Copy out the material exactly, starting from the line that contains "--target=knitted fabric texture" and continuing through the end of the material, with both ends included.

◆ ◆ ◆ ◆ ◆ ◆ ◆

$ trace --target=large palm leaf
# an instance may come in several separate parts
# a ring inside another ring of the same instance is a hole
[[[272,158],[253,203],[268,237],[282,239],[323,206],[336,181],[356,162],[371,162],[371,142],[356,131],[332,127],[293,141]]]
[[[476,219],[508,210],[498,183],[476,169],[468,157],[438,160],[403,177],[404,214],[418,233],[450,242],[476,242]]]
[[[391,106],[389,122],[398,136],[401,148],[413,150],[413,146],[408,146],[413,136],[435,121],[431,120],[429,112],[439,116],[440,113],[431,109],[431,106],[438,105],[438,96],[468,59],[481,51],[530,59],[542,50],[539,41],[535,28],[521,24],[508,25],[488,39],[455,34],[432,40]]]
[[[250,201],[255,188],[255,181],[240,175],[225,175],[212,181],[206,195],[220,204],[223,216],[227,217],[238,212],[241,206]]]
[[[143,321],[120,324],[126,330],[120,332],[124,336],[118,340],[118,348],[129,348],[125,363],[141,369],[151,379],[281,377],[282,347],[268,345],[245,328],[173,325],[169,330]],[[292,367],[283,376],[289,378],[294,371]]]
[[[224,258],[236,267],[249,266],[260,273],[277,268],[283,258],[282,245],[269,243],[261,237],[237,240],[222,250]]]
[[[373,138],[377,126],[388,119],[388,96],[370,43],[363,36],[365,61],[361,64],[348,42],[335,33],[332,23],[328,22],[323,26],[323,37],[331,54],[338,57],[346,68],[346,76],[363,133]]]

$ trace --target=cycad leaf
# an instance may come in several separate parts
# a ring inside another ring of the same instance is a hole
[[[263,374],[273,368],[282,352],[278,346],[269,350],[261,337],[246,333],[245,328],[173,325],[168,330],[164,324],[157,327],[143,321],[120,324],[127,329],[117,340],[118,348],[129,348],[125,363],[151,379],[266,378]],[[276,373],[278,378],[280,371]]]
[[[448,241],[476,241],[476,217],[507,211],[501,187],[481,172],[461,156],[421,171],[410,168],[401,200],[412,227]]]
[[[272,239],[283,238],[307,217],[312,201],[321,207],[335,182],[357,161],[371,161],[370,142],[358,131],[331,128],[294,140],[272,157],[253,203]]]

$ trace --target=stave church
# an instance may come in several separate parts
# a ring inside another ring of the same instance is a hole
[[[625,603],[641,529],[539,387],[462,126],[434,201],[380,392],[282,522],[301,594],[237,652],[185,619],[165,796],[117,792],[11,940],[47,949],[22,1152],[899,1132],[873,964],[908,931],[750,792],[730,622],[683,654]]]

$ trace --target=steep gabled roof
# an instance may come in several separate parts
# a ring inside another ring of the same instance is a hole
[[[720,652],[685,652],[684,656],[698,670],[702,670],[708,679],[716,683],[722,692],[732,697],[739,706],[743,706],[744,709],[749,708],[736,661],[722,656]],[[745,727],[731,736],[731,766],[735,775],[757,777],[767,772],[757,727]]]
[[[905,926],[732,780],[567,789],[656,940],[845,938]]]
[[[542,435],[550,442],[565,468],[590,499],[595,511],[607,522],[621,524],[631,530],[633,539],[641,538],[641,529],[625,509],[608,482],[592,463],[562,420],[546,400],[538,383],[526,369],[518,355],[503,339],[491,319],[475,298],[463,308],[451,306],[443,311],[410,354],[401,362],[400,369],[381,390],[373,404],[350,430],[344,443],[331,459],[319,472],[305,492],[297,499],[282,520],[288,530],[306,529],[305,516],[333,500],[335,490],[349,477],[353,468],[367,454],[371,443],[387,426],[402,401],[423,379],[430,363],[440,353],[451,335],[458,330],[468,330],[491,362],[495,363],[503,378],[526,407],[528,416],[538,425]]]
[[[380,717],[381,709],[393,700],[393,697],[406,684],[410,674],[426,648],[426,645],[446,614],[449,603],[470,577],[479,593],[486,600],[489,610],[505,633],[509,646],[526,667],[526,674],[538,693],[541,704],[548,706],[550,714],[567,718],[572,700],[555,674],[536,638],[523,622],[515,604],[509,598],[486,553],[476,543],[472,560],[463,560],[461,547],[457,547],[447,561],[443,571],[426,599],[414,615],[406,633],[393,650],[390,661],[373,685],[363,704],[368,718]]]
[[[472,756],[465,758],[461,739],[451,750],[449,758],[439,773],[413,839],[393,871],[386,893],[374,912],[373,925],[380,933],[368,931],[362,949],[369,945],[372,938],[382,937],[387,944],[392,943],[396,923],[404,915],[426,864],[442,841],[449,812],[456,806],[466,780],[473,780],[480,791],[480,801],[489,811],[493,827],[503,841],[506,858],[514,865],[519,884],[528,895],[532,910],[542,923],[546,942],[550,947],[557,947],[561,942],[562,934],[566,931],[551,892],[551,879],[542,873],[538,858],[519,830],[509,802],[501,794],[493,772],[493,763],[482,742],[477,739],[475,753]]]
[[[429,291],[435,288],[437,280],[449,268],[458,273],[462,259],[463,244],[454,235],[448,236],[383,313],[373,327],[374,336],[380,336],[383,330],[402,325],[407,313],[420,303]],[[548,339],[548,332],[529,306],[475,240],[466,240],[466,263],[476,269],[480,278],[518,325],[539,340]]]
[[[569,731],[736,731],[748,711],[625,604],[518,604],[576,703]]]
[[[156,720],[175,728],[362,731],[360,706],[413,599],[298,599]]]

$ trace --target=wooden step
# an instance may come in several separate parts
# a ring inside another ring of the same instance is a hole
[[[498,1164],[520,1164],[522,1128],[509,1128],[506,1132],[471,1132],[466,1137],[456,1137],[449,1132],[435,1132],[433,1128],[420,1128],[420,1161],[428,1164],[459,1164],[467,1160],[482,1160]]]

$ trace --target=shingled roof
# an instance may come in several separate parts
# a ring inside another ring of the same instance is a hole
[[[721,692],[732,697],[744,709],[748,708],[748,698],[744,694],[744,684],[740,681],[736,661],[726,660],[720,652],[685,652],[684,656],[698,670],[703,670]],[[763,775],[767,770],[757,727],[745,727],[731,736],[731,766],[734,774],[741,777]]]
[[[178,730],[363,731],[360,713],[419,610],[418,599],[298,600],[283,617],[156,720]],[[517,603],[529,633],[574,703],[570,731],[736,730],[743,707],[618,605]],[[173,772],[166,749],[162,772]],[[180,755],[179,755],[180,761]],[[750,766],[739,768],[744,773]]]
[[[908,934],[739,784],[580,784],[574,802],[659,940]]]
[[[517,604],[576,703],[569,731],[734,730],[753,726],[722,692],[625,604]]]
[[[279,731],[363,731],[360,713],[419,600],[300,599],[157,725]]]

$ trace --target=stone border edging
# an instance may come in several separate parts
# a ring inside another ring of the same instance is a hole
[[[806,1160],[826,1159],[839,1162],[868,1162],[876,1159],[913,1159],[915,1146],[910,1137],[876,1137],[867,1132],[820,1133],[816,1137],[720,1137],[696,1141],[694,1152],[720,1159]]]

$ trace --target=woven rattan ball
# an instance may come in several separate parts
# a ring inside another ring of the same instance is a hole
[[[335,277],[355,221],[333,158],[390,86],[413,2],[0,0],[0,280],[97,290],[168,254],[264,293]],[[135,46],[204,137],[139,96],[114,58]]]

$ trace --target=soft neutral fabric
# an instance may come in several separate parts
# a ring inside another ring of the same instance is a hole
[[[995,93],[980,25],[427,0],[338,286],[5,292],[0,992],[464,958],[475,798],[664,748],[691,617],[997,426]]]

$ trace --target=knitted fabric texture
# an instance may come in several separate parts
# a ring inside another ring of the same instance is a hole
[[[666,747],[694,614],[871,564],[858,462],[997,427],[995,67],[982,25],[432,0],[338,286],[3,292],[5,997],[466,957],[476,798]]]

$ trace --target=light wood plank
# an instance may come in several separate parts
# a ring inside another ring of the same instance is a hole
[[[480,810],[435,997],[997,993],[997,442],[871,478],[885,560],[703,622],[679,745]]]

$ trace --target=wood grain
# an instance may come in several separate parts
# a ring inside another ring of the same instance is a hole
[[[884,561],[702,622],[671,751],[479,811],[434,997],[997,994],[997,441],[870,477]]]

◆ ◆ ◆ ◆ ◆ ◆ ◆

### THE REPLY
$ trace --target=knitted fabric texture
# an instance may come in several separate parts
# a ring inside another ring of the same instance is a hole
[[[666,747],[694,614],[871,564],[858,462],[997,427],[995,67],[982,25],[432,0],[338,286],[3,292],[5,997],[466,957],[476,798]]]

$ trace --target=light wood plank
# an instance may come in several separate parts
# a ring inside another ring of the same instance is a hole
[[[480,810],[435,997],[997,993],[997,442],[871,478],[885,560],[703,622],[679,745]]]

$ trace --target=wood grain
# an instance may come in several separate parts
# a ring inside another ring of the same instance is a hole
[[[884,561],[702,622],[671,751],[479,811],[434,997],[997,994],[997,441],[870,477]]]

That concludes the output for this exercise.